WRITTEN TASK: Copy every line in the stretch from the line that contains "Exercise. Spot the hillside" through the line that contains "Exercise. Spot the bush in", both ends included, and give only those lines. Multiply each coordinate by 1.65 and round it to a whole number, rounding halves up.

GIVEN ENTRIES:
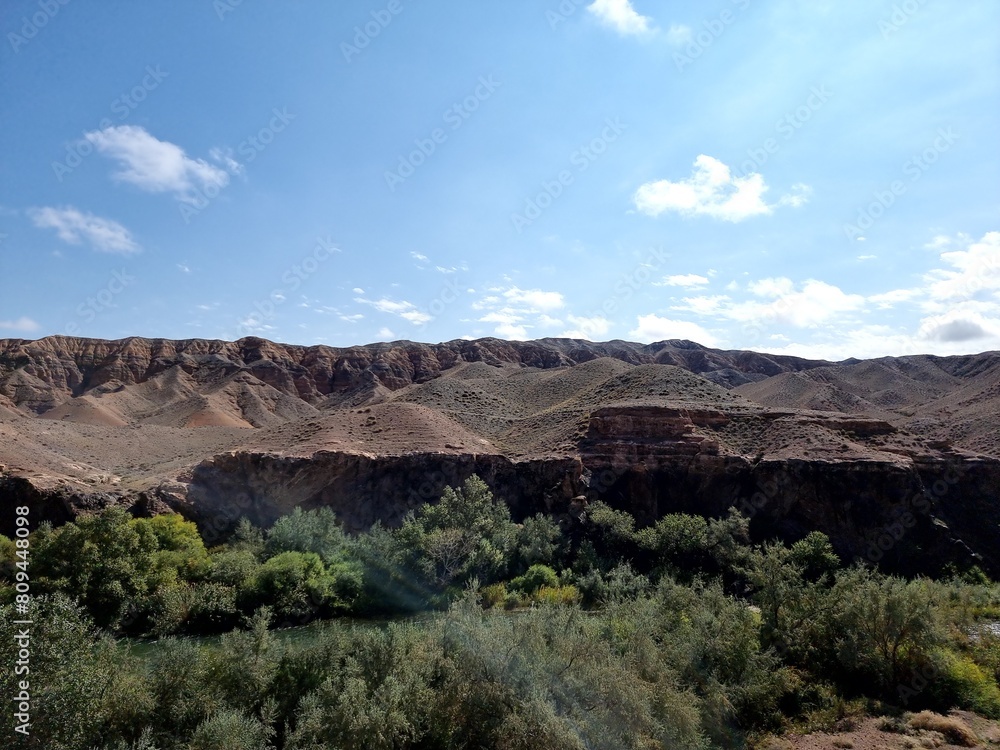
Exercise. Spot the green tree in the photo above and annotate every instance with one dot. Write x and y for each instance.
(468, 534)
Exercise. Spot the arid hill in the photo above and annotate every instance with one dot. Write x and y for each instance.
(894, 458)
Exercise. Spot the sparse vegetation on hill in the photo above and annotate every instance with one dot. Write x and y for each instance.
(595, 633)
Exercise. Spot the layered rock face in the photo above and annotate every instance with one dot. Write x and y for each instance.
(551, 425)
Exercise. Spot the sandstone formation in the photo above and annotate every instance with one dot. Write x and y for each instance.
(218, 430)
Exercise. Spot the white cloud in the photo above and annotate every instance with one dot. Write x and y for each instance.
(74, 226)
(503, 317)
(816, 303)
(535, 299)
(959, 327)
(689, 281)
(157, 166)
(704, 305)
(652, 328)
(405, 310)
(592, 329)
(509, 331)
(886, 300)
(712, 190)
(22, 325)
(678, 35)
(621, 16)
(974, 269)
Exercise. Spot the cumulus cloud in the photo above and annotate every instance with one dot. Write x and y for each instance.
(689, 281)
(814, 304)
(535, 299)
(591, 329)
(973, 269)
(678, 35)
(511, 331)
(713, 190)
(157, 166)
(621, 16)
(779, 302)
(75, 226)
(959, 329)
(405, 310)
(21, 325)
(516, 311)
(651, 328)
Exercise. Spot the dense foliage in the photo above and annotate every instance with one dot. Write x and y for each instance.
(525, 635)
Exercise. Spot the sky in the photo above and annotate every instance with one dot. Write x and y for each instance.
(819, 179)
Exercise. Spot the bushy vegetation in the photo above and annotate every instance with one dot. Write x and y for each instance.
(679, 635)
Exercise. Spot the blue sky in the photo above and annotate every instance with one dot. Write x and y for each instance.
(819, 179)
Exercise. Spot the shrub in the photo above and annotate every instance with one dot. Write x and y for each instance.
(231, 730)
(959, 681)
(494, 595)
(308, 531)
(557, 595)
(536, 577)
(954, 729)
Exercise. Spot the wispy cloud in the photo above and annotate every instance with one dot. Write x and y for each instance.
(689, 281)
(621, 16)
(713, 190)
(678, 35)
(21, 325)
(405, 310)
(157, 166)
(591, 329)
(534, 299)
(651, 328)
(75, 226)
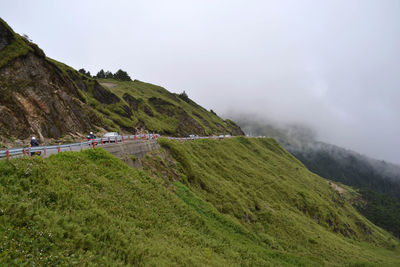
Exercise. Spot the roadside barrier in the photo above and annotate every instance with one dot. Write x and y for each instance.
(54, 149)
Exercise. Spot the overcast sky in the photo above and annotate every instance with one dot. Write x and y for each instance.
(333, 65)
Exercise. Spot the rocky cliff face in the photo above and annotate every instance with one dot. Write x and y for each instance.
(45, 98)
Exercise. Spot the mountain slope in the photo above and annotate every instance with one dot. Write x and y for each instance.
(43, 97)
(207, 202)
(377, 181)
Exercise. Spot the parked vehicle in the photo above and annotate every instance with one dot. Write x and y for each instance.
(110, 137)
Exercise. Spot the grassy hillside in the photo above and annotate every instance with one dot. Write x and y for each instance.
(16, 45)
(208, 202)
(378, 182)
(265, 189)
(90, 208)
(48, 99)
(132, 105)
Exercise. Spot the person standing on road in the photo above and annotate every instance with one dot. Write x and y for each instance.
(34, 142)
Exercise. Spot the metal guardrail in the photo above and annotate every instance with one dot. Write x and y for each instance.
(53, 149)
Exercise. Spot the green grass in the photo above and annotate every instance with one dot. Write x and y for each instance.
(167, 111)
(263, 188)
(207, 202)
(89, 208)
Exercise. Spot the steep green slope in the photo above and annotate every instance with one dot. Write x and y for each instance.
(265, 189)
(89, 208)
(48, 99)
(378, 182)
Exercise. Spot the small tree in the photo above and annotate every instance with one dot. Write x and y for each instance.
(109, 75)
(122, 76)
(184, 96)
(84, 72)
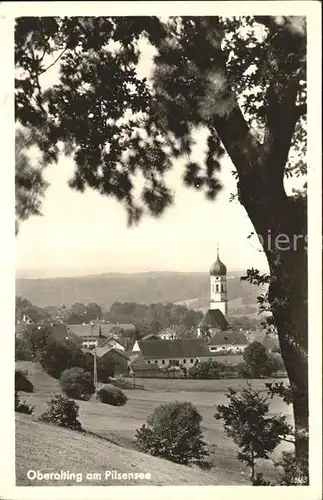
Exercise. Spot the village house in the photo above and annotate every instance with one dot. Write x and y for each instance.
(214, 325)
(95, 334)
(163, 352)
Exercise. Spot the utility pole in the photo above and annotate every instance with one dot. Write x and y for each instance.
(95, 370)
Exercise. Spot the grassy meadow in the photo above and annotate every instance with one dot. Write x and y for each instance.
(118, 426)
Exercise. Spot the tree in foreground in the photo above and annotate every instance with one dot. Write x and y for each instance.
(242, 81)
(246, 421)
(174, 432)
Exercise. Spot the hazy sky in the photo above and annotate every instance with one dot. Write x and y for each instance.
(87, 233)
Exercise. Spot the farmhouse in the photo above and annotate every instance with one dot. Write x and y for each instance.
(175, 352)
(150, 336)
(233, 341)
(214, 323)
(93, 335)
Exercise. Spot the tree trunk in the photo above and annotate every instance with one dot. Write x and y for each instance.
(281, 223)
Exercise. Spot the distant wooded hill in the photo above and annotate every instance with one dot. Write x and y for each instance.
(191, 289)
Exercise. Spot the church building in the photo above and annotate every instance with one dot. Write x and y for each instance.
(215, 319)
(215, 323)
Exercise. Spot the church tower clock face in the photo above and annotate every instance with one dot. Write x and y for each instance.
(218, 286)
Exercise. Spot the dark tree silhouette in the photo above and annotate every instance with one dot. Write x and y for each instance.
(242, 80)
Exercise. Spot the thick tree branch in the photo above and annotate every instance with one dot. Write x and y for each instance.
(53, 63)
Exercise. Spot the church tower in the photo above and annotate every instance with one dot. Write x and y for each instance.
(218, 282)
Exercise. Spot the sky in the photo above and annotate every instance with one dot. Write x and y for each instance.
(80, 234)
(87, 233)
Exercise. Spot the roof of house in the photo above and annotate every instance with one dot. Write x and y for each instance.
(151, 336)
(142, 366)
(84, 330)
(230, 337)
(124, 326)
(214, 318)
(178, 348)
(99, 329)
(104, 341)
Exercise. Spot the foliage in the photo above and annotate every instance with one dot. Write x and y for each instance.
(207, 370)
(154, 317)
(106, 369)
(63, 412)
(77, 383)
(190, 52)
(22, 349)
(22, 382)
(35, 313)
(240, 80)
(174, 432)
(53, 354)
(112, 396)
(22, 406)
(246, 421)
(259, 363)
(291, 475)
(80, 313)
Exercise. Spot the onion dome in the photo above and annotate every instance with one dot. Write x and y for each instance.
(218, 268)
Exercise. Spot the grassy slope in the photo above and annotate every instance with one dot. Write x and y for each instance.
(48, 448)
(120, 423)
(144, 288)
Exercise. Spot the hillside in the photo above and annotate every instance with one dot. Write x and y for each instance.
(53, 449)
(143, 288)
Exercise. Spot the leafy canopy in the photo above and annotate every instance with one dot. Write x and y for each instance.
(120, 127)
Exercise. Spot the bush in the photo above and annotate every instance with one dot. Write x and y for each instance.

==

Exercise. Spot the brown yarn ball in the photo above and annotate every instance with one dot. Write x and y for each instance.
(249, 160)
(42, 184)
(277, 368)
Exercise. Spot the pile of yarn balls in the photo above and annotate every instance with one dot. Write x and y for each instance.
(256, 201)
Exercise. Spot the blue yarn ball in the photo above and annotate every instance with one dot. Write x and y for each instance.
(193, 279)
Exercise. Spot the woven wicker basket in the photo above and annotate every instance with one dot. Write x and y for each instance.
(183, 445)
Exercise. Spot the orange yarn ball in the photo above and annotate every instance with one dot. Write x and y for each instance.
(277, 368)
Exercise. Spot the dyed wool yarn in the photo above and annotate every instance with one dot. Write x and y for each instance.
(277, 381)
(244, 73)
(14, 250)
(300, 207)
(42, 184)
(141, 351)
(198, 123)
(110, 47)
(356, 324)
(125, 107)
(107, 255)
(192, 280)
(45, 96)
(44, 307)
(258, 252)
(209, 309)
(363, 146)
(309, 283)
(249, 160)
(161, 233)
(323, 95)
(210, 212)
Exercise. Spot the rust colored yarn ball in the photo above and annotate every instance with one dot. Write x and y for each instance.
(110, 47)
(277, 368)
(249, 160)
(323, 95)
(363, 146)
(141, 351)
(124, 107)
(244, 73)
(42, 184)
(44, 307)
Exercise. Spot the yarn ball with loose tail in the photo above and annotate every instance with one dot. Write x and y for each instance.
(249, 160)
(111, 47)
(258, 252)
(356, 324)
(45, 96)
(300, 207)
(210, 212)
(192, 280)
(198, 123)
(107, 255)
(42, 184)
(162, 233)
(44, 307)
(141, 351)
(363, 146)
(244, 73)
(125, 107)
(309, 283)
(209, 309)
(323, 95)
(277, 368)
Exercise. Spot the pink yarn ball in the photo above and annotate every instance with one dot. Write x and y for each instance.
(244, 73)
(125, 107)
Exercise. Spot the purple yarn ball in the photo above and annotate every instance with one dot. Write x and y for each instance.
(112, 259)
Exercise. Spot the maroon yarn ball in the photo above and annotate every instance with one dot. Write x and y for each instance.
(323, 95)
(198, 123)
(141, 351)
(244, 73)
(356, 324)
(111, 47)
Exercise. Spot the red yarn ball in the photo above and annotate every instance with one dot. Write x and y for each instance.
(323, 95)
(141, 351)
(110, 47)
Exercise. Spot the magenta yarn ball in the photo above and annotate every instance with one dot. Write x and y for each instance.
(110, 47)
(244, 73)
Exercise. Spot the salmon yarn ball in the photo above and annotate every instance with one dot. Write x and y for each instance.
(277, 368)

TASK OUTPUT:
Exercise. Spot the hillside in the photo above and annotate every instance with one dot. Write x and y for each instance.
(87, 741)
(236, 475)
Exercise. Spot the leafy canopy in the photo above and annotate every instance with one dot. Write x and y for each instance.
(198, 210)
Exercise. Spot the bush in the photo above and annotate every instance with one dot. Write x and y for each instance.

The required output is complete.